> [PASSAGE PROVIDED]
= = =

PR05 is the first clinical trial to show an overall survival benefit from using an oral bisphosphonate in addition to standard hormone therapy for men with cancer that has spread to bone (metastasised). Oral bisphosphonates like sodium clodronate can help to prevent the loss of bone mass. The men in the PR05 trial were starting, or already responding, to hormone therapy.

In contrast, the PR04 trial found no evidence that sodium clodronate is of any benefit when given to modify the effect of other treatment (usually hormone therapy, radiotherapy or both) for men with cancer that has not spread beyond the prostate.

Prostate cancer most commonly spreads to the bone and it has been suggested that bisphosphonates, such as sodium clodronate, a group of drugs that prevent the loss of bone mass, might improve the outcomes of patients with advanced prostate cancer.

Matthew Sydes Trial Statistician and Project Lead from the Medical Research Council Clinical Trials Unit said: “Most men diagnosed with localised prostate cancer today have an extremely good outlook, but prostate cancer still claims the lives of 10,000 men each year in the UK. Better treatments are still needed, and bisphosphonates may be an important weapon against prostate cancer spreading to bone. Sodium clodronate, as used in these trials, is not as potent as newer bisphosphonates, and the results suggest further research with such treatments.”

= = =

> [WHAT NEEDS TO BE DONE] Pick up the text on the PR05 and PR04 prostate cancer trials after its final sentence and continue it.

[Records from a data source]
= = =

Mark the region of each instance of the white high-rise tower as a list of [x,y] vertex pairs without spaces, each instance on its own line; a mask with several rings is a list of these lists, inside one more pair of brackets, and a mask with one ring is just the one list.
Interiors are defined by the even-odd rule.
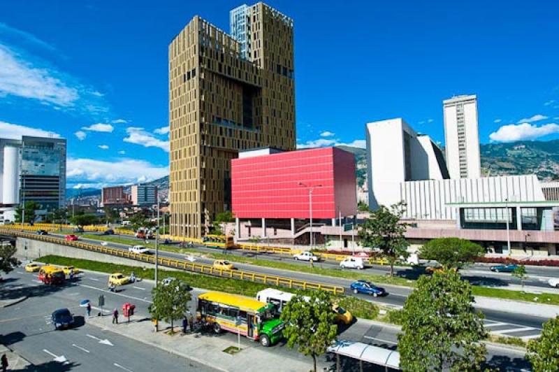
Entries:
[[457,96],[443,101],[444,146],[451,178],[479,178],[479,134],[477,97]]

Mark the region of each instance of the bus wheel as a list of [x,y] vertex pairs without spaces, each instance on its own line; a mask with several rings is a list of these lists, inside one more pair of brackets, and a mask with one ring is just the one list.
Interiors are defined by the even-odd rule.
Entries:
[[260,343],[264,348],[268,348],[270,346],[270,338],[268,336],[268,335],[263,334],[260,336]]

= = =

> [YOUR RESPONSE]
In 1994, two UK-led trials commenced to examine the effect of sodium clodronate in men with advanced or localised prostate cancer. In the first trial (PR05), 311 consenting men with advanced prostate cancer who were starting or responding to hormone therapy (standard care) for bone metastases were randomly allocated to take oral sodium clodronate or placebo for up to 3 years.

In the second trial (PR04), 508 consenting men with localised prostate cancer who were receiving standard care (usually treatment with radiotherapy, hormone therapy, or both) were randomly allocated to take oral sodium clodronate or placebo for up to 5 years. The primary results of the original trials, published 6 and 3 years previously, showed that men with advanced disease had a reduction in the development of symptomatic bone metastases and some improvement in overall survival, and that men with localised disease showed no improvement in overall survival or delay in the spread of cancer. 

Matthew Sydes concluded: “This work highlights the importance of running clinical trials and we look forward to developing this work further with STAMPEDE, a follow-on trial that will assess a newer drug from the bisphosphonate class, zoledronic acid, which is many times more potent. Here, we have reported encouraging results.”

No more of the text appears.